§ **EXERCISE DIRECTIONS**
Reproduce the passage about Lucius Caecilius Metellus word for word, starting with "In this battle, so" and going on through "the attacking Carthaginians.".

━━━ EXCERPT TO READ

Lucius Caecilius Metellus (221 BC) was the son of Lucius Caecilius Metellus Denter. He was Consul in 251 BC and 247 BC, Pontifex Maximus beginning about 243 BC and Dictator in 224 BC.

He defeated the Carthaginian general Hasdrubal at the celebrated Battle of Panormus, a turning point of the First Punic War which led to Roman domination of Sicily. In that battle, after which he received the Honours of the Triumph, he defeated thirteen enemy generals and captured one hundred and twenty elephants, some of which he exhibited to the Roman people.

In this battle, so decisive for Rome, the Carthaginian advantage was subdued by luring the enemy to terrain where staked ditches had been dug.  This, coupled with the element of surprise and a quick counter-attack, allowed the Roman infantry to rout the attacking Carthaginians.

━━━━━━
━━━ RECORD SET

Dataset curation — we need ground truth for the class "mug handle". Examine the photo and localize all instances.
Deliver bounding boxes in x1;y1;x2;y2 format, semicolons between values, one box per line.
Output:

━━━━━━
━━━ RECORD SET

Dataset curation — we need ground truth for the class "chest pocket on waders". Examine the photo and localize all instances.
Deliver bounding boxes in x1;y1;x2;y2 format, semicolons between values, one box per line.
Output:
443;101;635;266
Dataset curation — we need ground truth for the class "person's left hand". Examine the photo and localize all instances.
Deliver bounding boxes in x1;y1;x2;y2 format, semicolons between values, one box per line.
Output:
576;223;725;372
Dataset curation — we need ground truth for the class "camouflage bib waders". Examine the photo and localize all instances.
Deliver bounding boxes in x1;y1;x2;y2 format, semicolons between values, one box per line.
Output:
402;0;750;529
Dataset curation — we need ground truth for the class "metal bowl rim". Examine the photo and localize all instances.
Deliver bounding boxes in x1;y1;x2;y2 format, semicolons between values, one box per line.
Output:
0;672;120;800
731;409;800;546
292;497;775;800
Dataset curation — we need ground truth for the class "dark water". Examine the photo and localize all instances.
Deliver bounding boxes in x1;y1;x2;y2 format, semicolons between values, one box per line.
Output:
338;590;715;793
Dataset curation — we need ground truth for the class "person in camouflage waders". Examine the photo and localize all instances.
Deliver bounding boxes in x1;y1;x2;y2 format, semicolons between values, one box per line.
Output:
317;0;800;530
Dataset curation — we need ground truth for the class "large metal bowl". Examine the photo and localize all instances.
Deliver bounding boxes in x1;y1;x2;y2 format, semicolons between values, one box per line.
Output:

━━━━━━

§ **RESPONSE BELOW**
In this battle, so decisive for Rome, the Carthaginian advantage was subdued by luring the enemy to terrain where staked ditches had been dug.  This, coupled with the element of surprise and a quick counter-attack, allowed the Roman infantry to rout the attacking Carthaginians.